_Problem statement_.
Quote the records that follow in full and exactly; leave out the pictures.

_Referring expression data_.
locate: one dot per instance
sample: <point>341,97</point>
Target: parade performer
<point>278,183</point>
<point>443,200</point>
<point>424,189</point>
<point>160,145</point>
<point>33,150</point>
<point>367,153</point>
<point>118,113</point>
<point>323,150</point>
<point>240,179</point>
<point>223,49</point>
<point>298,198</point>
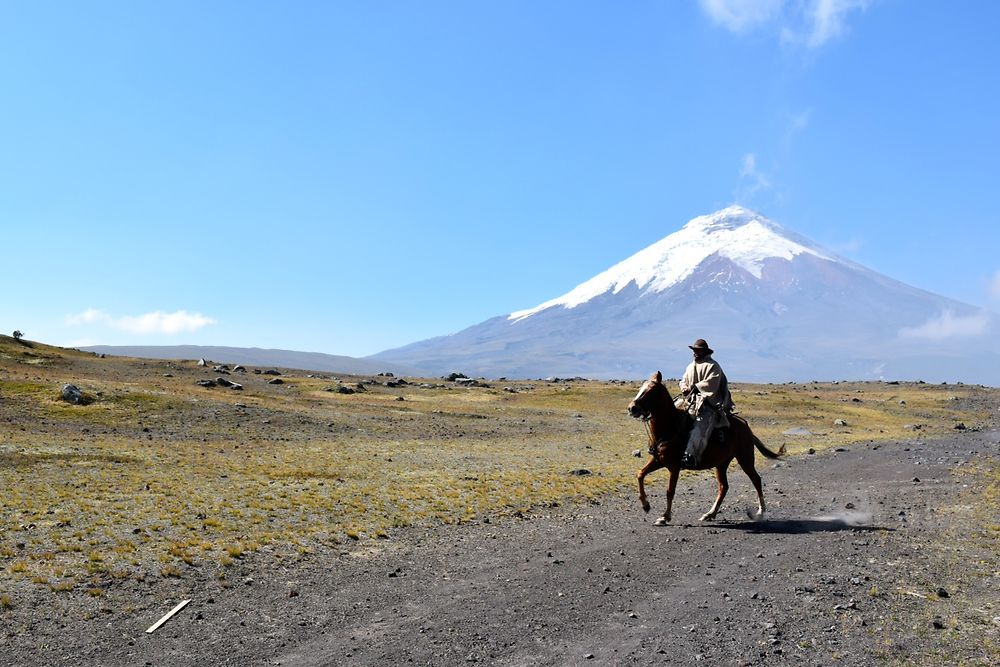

_Answer_.
locate: one dot per instance
sample: <point>341,97</point>
Target: parade performer
<point>278,183</point>
<point>443,200</point>
<point>424,189</point>
<point>160,145</point>
<point>33,150</point>
<point>367,153</point>
<point>118,113</point>
<point>323,150</point>
<point>240,179</point>
<point>223,49</point>
<point>298,198</point>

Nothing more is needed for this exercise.